TASK INPUTS:
──────────
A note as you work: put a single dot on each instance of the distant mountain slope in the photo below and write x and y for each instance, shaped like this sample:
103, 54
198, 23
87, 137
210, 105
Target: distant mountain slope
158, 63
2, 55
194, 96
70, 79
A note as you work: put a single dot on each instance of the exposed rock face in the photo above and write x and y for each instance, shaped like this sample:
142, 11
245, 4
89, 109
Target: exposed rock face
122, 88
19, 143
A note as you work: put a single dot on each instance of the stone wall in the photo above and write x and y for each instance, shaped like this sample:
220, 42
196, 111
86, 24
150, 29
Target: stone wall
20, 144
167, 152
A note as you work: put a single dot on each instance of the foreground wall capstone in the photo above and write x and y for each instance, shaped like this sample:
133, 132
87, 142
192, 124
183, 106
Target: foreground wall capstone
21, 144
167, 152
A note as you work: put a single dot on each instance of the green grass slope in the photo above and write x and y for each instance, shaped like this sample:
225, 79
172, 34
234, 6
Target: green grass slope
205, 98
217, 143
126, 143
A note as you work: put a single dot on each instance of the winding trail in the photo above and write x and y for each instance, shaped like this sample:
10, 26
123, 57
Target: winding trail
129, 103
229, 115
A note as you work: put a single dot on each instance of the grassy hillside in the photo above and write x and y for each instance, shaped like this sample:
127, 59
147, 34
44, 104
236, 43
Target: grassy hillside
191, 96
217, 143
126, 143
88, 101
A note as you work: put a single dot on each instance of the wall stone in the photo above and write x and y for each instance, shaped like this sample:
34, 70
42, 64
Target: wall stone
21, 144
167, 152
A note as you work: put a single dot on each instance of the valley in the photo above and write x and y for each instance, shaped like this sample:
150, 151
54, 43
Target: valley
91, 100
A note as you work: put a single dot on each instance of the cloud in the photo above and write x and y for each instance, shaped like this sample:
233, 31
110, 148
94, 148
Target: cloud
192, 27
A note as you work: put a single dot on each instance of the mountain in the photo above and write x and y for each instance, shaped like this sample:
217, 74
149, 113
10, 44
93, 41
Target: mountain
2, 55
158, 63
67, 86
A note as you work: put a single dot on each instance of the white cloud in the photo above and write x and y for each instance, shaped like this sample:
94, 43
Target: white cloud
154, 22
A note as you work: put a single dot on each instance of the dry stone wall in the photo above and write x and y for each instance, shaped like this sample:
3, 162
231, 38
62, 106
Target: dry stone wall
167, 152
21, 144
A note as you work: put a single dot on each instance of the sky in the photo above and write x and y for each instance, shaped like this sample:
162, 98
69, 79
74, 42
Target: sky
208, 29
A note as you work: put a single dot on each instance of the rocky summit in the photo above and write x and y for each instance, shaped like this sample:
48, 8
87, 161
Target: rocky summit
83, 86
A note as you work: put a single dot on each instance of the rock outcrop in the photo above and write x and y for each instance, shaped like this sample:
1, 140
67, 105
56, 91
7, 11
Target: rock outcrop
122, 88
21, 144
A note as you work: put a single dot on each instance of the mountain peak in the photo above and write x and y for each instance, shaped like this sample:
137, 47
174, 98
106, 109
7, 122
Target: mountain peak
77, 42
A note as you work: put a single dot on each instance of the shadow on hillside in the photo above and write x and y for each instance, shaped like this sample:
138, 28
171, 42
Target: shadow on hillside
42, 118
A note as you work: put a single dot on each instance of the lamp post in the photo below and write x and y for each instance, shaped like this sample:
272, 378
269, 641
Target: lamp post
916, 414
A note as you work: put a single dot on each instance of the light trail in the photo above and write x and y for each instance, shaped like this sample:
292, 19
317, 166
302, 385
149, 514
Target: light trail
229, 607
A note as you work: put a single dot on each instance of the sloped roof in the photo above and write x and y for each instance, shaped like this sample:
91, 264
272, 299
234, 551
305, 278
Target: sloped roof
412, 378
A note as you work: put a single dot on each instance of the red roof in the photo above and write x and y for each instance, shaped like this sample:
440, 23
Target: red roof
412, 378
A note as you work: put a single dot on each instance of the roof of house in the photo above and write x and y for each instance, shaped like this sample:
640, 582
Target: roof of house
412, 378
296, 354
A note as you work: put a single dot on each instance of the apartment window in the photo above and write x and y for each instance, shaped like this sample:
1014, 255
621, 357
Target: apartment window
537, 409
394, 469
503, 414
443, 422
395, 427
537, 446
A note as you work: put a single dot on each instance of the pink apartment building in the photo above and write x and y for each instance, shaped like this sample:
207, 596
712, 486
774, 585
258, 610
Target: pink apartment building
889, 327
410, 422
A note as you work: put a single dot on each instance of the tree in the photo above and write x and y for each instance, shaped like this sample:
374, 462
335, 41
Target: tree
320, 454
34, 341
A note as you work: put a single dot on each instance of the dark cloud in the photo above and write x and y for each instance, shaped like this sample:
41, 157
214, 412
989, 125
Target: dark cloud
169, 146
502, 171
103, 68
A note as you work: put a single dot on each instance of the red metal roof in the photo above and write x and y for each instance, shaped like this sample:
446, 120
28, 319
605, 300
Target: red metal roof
──────────
WRITTEN EXERCISE:
Reproduce, word for word, every line starting at the line that contains "of the light" and ending with the final line of the entries.

SOLUTION:
A note as you work: put a single dot on each instance of the light trail in the photo above and write x and y for each instance, shaped like this sample:
292, 19
317, 166
302, 385
149, 514
Target: light trail
229, 607
A note as you work: put a single dot on each instance of the sloped roof in the photo above and write x and y for each instance, shaped like this sample:
91, 264
272, 299
234, 551
305, 278
Target: sloped roof
412, 378
A note as you work: put a single dot on each instance of the red roof in the photo above and write x and y for each instance, shaped like this sample:
440, 23
Target: red roof
412, 378
A note as you work: put a single dot on each instance of the roof of house in the photo above and write x and y for each instance, shaped like this sample:
640, 582
Target: roof of house
412, 378
296, 354
A note as you work: put a single dot on each instance of the apartment window in the photo above and write x and y for each instance, shaped like this sample:
1014, 255
621, 357
Target: apartment window
537, 409
394, 469
503, 414
443, 422
395, 427
537, 446
A note as you work: put a single dot on each instance of the pink apartment building in the photo above and write x and y for each instance, shaped like this sample:
207, 596
712, 486
774, 585
258, 610
Target: pink apartment building
889, 327
410, 422
A note as you work: put a single dot on each instance of the tree in the photo above and write x and y for each instance, shaped like this sample:
374, 462
335, 41
Target: tree
320, 454
34, 341
A note as you work: put a single dot on each instance of the dark cloud in the photo above and write x and y for each instance, shaped like this sample:
41, 157
214, 412
989, 125
Target: dark cloud
169, 146
502, 171
103, 68
A note as you work: put a single dot on each instance of the red metal roof in the photo above and write x and y for each instance, shaped like this sample:
446, 120
28, 319
605, 300
Target: red metal roof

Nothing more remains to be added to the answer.